- Exercise brief
Write out all entries word for word.

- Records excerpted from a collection
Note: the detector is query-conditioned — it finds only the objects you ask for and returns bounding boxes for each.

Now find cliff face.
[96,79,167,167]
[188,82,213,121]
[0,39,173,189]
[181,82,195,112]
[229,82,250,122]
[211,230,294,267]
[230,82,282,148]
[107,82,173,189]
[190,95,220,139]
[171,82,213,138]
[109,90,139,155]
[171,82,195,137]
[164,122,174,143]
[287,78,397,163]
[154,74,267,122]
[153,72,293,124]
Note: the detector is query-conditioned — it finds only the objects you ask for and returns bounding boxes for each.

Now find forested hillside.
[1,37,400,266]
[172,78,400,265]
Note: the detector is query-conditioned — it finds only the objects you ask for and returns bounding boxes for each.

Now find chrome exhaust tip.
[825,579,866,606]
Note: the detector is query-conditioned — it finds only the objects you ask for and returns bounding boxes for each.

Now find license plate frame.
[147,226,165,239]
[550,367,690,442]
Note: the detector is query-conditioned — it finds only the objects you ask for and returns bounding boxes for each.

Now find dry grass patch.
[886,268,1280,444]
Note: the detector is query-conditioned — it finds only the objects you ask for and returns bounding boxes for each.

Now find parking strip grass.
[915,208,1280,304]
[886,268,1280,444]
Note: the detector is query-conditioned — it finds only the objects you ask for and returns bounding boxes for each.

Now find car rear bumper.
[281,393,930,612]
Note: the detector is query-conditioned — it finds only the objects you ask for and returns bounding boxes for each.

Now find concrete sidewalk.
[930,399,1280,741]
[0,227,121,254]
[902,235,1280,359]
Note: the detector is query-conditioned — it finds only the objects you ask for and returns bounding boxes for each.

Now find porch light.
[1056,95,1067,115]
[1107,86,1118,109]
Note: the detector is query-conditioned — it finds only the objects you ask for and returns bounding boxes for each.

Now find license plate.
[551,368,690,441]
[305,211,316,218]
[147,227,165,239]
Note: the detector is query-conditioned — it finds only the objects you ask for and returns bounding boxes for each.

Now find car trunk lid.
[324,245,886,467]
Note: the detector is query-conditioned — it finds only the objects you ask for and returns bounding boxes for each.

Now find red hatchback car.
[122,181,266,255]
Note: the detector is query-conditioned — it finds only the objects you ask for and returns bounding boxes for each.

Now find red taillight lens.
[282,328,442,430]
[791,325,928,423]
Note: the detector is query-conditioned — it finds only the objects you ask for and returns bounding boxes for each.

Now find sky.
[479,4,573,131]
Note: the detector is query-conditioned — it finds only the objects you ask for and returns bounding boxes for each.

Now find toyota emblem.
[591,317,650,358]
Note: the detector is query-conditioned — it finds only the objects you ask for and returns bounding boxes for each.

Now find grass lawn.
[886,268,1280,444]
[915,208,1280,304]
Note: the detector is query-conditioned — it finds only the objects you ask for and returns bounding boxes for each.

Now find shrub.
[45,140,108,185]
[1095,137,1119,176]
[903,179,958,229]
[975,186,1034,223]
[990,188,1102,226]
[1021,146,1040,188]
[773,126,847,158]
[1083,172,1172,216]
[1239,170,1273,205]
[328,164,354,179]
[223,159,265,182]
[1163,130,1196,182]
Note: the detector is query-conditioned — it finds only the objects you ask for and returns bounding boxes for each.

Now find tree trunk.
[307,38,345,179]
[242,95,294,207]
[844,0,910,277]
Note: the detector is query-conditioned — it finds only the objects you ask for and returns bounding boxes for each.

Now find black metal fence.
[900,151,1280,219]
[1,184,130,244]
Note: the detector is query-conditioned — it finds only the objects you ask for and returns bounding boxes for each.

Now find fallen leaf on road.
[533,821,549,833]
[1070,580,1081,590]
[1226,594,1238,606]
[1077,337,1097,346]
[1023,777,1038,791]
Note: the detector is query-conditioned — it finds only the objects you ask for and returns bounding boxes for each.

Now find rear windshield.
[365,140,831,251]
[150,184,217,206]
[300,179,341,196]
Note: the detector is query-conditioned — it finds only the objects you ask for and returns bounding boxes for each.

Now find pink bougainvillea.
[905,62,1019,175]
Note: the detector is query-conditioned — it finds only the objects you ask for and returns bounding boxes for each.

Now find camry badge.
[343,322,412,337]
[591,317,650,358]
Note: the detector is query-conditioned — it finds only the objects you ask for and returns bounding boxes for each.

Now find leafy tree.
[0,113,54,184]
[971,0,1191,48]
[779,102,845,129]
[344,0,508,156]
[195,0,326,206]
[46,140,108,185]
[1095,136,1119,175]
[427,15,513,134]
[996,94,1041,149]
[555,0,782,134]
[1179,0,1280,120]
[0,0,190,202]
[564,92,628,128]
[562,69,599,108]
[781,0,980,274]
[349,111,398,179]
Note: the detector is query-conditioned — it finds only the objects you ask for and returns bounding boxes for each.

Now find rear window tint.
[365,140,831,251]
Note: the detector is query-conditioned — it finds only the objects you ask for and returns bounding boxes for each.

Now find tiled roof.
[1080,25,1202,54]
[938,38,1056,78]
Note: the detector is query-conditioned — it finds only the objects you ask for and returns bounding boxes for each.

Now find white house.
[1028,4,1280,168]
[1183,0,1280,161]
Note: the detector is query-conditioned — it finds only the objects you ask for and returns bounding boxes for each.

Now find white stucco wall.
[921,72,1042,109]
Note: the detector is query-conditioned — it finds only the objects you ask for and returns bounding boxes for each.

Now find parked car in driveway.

- Result of this task
Note: the detector is query-conditioned — it finds only the objects you ask for and returns bounding boxes for each.

Now find cliff face.
[96,79,167,167]
[188,82,213,121]
[0,39,173,189]
[181,82,195,112]
[229,82,250,122]
[211,230,294,267]
[230,82,282,148]
[107,82,173,189]
[190,95,220,139]
[171,82,213,138]
[109,90,139,155]
[171,82,195,137]
[164,122,174,143]
[287,78,397,163]
[154,74,267,122]
[153,72,293,124]
Note: the detector is query-conditioned — it finds only the objects you ask for and returns bounding boxes for each.

Now find forested hillside.
[1,37,400,266]
[172,78,400,265]
Note: the detector is query-conditioned — it finds only the objects you ask for and returns bounding boxes for each.

Now find chrome exhaust tip.
[825,579,866,606]
Note: the detector is query-conditioned — it finds only the objects you ask for and returns bounding boxes for each.

Now find license plate frame.
[147,226,165,239]
[550,367,690,442]
Note: the detector is query-conditioned — it finds only the objects you ask for and returns bounding boxes for each.

Now find dry grass patch.
[886,268,1280,444]
Note: the detector is query-conditioned — it finds only the objects you ask for and returns bounding boxes for each.

Now find parking strip grass.
[915,208,1280,304]
[886,268,1280,444]
Note: the detector is query-conditioned — it finds only the objects you ask for and returns bounding boxes for each.

Now find car rear bumper.
[281,393,930,612]
Note: the detector is query-conditioned — it finds only the objects you ask for and returns bounding boxes for each.

Now find concrete sidewalk.
[930,399,1280,741]
[0,227,121,254]
[902,235,1280,359]
Note: the detector is query-conditioned — it finds only the objects you ask for and returns bounding boxes for each.

Now find porch light.
[1056,95,1067,115]
[1107,86,1118,109]
Note: the detector is query-conditioned — it finds only the objects you ask for and returns bounding boxes for each.

Now find license plate.
[551,368,690,441]
[305,211,316,218]
[147,227,165,239]
Note: the detector is query-conditioned — it finds only the objects you ask for and returns bounding boxes for each.

Now find car trunk lid.
[324,245,886,467]
Note: the detector is query-conditioned — it finds only the objects you ask for and returns bounding boxes for each.

Now find red hatchback car.
[122,181,266,255]
Note: the detector is query-conditioned — it finds only the objects you ask for and returns bounding boxes for each.

Now find red taillight lens.
[282,328,442,430]
[791,325,928,423]
Note: the detector is query-conditioned — it finds only the objects you ask for and returns bounding boxes for each.

Now find sky.
[479,4,573,131]
Note: the detector is query-conditioned — it finds only the objects you ask for and returns bounding boxes for each.

Now find toyota emblem.
[591,317,650,358]
Note: the detector is query-conditioned — it finds only the objects you ask for and returns bounding boxes for each.

Now find grass lawn.
[886,268,1280,444]
[915,208,1280,304]
Note: the detector is query-conditioned — it finds only the objects you ask for and returns bounding boxes for each.

Now find shrub.
[45,140,108,185]
[1095,137,1119,176]
[903,179,958,229]
[975,186,1034,223]
[990,188,1102,226]
[1021,146,1040,188]
[773,126,847,158]
[1083,172,1172,216]
[1239,170,1273,205]
[328,164,354,179]
[223,159,265,182]
[1163,130,1196,182]
Note: the detector is query-conditioned — it finds only the objects you ask for and returns bounding boxes for each.

Now find tree trunk.
[307,38,345,179]
[242,95,294,207]
[844,0,910,277]
Note: the detector is query-conditioned — it finds only the objects you ask for and returns bounding boxes for each.

Now find black metal fence.
[900,151,1280,219]
[1,184,130,244]
Note: the detector is query-conditioned — it finds only the objects you ask for and returns bounding boxes for each.

Now find fallen leaf on road.
[533,821,549,833]
[1070,580,1081,590]
[1226,594,1238,606]
[1077,337,1097,346]
[1023,777,1038,791]
Note: the detector is query-conditioned — it finds only the objects you ask for and returns bounding boxes for each.

Now find rear windshield.
[365,140,831,251]
[150,184,217,206]
[300,179,341,196]
Note: the detector is query-conditioned — it finds only the objects you ask for and returns bounding boxes for each.

Now find pink bougainvillea.
[905,62,1019,175]
Note: the detector is query-conditioned — it finds only the objects you ask for and returns bounding boxes for each.

Now find camry badge.
[343,322,412,337]
[591,317,650,358]
Note: the detector is query-conditioned — it finds only the objects you ask for and returns bounding boxes for each.

Now find leafy tree.
[0,113,54,184]
[971,0,1191,48]
[779,102,845,129]
[344,0,508,156]
[195,0,326,206]
[46,140,108,185]
[1095,136,1119,175]
[427,15,513,134]
[996,94,1041,149]
[555,0,782,134]
[1179,0,1280,120]
[0,0,190,202]
[564,92,628,128]
[562,69,599,108]
[781,0,980,274]
[349,111,398,179]
Note: the detector is query-conditioned — it finds only the objects you ask for and returns bounding boxes for each.

Now find rear window tint.
[365,140,831,251]
Note: the detector is query-conditioned — it finds only the objects you ask for and returns bounding boxes for each.

Now find tiled roof.
[1080,25,1202,54]
[938,38,1056,78]
Note: the detector is query-conditioned — it finds only the objects you ask for and returns bounding boxes for each.

Now find white house.
[1028,4,1280,168]
[1183,0,1280,161]
Note: the detector is query-conditioned — it finds only the objects you ask for and returns bounding boxes for each.

Now find white stucco wall.
[921,72,1042,109]
Note: the detector is query-conditioned — it finds only the objects you ask for and returns bounding boxes for each.

Now find parked car in driveway.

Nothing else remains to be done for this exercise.